*SHORT EXERCISE*. Reproduce everything from the line containing "ice groove line" down to the line containing "[[367, 193, 416, 206], [7, 157, 131, 194]]", substituting "plainly visible" for "clearly visible" and leaving all else unchanged.

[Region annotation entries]
• • • • • • •

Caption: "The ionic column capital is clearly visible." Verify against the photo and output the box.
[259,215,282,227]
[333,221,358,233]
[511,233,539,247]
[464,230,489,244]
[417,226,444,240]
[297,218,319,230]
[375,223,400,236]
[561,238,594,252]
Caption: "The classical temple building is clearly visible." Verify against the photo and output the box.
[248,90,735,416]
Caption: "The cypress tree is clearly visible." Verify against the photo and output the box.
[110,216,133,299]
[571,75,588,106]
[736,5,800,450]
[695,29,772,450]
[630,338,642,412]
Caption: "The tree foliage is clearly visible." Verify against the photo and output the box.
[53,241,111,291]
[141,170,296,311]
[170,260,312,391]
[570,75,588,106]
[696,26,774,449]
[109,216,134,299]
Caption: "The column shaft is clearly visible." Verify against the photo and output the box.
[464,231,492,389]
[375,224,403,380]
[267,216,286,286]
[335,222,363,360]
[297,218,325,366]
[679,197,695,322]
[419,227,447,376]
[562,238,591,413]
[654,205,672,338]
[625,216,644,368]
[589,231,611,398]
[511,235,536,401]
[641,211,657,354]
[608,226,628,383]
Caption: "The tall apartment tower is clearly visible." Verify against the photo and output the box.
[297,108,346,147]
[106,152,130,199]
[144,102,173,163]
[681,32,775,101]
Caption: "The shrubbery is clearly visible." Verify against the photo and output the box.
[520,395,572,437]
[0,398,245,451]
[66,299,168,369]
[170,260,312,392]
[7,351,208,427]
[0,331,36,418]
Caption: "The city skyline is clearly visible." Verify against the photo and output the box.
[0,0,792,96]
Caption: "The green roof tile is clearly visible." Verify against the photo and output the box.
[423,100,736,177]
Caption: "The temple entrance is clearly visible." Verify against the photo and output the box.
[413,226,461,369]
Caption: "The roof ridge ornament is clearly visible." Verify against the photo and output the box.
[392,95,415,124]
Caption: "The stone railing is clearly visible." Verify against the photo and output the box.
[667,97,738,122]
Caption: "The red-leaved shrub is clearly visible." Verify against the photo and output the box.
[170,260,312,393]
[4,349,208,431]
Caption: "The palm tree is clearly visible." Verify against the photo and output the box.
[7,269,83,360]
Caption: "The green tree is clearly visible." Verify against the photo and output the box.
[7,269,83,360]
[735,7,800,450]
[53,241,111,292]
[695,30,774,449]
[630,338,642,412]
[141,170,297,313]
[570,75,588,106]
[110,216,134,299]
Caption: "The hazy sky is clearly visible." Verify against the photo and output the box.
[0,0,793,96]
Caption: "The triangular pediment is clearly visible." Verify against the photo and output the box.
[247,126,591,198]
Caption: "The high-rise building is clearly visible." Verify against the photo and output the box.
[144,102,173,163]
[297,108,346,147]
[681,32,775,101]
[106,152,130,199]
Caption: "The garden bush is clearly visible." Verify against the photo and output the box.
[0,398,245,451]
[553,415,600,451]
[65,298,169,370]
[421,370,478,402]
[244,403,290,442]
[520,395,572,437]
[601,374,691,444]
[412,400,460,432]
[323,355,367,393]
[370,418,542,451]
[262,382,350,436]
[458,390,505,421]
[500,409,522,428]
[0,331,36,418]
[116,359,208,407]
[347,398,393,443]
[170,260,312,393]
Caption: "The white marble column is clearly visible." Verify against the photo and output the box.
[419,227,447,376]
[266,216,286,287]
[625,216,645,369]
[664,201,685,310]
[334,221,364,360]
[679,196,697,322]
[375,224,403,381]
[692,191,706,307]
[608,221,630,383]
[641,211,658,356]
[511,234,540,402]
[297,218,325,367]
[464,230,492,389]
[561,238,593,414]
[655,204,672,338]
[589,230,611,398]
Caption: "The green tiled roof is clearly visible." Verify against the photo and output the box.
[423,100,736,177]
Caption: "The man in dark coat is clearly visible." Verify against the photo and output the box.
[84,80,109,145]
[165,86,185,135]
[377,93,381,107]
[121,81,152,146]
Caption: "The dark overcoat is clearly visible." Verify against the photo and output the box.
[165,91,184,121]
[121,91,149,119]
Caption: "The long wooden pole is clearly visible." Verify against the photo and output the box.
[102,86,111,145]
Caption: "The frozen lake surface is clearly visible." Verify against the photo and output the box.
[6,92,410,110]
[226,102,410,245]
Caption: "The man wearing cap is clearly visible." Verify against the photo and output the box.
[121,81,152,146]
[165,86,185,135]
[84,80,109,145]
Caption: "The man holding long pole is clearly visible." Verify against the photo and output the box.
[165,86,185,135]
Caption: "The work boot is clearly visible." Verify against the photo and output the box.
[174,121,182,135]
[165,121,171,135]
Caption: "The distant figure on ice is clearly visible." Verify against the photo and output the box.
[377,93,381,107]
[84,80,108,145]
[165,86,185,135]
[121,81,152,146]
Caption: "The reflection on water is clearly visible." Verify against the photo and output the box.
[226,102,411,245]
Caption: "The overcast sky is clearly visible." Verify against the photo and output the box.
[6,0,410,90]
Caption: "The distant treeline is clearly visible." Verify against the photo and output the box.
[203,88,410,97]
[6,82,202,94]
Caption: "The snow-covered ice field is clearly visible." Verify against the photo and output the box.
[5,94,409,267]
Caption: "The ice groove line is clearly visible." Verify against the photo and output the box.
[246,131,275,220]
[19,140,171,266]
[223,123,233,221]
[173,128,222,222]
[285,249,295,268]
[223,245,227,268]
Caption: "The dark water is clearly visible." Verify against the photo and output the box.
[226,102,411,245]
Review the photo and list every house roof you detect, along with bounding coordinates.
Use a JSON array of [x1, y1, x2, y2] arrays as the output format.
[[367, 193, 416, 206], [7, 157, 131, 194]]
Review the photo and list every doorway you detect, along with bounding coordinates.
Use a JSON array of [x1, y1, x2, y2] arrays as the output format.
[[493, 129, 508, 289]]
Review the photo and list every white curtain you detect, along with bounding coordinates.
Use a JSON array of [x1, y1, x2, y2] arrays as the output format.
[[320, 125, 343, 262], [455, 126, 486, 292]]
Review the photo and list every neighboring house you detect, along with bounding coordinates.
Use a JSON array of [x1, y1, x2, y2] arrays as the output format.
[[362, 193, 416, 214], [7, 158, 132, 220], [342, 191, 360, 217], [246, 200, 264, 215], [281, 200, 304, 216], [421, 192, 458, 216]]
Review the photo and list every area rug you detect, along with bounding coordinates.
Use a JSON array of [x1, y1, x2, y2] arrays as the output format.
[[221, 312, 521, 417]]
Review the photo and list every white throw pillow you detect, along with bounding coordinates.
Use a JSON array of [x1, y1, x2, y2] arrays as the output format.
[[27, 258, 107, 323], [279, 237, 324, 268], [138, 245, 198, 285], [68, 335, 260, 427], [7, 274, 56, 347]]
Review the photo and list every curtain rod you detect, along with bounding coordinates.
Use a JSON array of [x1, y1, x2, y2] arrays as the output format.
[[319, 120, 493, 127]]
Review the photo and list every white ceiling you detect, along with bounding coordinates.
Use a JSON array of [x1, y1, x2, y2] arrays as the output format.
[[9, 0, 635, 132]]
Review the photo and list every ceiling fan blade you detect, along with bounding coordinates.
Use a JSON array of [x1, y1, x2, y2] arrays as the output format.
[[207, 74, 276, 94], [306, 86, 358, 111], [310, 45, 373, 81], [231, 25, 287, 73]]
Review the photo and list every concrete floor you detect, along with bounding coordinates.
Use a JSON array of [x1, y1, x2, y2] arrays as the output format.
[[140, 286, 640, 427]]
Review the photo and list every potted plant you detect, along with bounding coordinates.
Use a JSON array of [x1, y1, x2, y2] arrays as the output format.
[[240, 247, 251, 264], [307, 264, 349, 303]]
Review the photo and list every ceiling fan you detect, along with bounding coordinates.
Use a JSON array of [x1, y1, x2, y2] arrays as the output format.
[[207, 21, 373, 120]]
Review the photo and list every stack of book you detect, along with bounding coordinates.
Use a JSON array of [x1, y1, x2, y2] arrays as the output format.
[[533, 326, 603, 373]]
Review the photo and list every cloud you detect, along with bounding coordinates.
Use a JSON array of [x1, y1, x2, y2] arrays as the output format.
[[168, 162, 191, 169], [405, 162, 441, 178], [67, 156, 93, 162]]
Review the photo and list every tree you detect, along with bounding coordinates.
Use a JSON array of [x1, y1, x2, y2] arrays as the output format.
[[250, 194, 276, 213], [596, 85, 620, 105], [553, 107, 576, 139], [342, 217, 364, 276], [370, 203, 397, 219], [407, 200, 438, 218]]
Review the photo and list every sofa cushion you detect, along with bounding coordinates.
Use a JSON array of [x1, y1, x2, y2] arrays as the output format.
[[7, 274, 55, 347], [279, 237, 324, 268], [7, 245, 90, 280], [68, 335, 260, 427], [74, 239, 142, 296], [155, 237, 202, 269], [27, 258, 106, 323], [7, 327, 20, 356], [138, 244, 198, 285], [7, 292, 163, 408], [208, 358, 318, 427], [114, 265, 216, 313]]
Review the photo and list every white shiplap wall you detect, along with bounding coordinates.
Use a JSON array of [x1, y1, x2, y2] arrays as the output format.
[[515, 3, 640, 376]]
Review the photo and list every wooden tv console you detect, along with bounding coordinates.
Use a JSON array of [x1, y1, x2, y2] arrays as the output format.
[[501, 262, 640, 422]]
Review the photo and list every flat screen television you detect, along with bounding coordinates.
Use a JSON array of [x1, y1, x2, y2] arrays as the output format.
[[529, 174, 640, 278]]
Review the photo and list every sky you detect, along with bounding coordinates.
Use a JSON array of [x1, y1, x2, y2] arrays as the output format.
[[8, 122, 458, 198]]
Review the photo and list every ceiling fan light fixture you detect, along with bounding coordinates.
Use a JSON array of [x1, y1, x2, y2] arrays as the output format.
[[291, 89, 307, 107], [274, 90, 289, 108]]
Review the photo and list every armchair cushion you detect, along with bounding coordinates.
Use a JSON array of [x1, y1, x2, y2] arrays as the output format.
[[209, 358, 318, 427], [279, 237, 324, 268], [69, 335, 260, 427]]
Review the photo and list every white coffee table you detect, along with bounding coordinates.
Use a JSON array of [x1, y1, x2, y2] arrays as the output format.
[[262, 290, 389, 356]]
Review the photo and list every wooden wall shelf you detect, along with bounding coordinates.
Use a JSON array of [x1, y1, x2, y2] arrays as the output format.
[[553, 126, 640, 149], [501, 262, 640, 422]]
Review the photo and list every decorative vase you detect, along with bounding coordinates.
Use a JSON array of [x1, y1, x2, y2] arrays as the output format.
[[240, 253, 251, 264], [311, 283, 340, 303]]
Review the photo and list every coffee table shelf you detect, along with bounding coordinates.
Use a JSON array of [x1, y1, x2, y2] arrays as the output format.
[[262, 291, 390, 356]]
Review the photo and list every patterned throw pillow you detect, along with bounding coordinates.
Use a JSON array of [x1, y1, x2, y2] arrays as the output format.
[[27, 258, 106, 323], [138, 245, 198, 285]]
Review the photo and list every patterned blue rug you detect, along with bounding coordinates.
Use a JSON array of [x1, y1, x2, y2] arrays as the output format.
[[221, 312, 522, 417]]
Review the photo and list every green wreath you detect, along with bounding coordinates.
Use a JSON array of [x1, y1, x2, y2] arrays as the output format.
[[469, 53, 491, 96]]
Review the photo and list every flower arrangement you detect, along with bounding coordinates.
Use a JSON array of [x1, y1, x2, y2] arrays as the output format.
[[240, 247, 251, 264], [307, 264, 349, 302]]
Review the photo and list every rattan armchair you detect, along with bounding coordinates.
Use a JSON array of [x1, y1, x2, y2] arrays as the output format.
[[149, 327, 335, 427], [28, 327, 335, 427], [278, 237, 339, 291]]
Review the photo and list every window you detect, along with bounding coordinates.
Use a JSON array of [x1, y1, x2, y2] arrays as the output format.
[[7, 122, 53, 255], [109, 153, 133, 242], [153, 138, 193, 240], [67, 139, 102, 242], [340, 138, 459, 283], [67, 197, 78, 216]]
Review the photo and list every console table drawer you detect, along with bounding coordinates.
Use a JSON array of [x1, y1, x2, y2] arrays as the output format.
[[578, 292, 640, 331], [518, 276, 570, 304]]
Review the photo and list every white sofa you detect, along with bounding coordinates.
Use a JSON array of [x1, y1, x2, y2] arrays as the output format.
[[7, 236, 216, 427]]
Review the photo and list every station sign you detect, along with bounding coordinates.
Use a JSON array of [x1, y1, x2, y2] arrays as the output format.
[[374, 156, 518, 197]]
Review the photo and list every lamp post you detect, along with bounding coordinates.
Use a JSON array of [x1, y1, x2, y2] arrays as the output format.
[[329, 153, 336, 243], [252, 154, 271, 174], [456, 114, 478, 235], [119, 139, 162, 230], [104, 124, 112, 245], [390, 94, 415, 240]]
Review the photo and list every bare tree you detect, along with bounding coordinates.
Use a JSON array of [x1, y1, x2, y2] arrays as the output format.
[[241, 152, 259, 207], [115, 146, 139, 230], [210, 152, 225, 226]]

• • • • • • •

*RESULT*.
Caption: "The ice groove line is plainly visible." Verify against the photo and output the box.
[246,131,275,220]
[19,140,171,266]
[223,123,233,221]
[173,128,222,222]
[285,249,295,268]
[223,245,227,268]
Caption: "The dark water is plainly visible." Verify against the photo and output the box.
[226,102,411,245]
Review the photo and list every house roof you detect, along with bounding coordinates.
Use a JSON array of [x1, y1, x2, y2] arrays as the output format.
[[367, 193, 416, 206], [7, 157, 131, 194]]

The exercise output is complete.